§ PROBLEM TO WORK ON:
Could you repeat, word for word, every line from the one containing "the woman's hand" through the final line of the records below, and nothing else?

§ EXTRACTED MATERIAL:
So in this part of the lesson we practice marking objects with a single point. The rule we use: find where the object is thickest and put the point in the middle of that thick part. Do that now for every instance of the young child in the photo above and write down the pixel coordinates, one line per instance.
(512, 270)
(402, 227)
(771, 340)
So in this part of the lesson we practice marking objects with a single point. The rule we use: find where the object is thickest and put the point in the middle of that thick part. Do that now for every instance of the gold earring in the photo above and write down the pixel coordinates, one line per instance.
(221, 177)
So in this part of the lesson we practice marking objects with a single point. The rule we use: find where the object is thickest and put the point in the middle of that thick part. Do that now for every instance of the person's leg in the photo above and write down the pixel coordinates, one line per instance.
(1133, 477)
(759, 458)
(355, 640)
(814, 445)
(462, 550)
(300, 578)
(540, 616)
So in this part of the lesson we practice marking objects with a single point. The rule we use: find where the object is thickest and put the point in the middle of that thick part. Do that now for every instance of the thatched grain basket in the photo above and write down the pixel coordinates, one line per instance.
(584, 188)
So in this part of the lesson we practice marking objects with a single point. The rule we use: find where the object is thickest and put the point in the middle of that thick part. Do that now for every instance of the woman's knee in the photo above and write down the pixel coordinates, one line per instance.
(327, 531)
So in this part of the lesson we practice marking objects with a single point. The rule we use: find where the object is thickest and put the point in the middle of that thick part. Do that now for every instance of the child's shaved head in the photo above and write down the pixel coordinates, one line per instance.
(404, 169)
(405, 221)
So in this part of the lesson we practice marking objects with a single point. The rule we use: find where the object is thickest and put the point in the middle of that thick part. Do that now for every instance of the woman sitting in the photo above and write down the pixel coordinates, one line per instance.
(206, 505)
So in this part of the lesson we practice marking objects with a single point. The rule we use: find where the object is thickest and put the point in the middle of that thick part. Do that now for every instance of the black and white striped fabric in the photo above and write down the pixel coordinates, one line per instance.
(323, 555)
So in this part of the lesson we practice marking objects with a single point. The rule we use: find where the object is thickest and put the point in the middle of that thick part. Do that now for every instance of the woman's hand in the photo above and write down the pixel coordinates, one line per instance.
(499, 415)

§ WRITTEN RESPONSE:
So in this part of the lesson we practice marking objects with a single point. The rule we use: find where the object is thickest and put the point in the middle of that thick part. Do that now for every instance of the woman's hand in the photo above and write down the pixel coordinates, one line per instance.
(499, 415)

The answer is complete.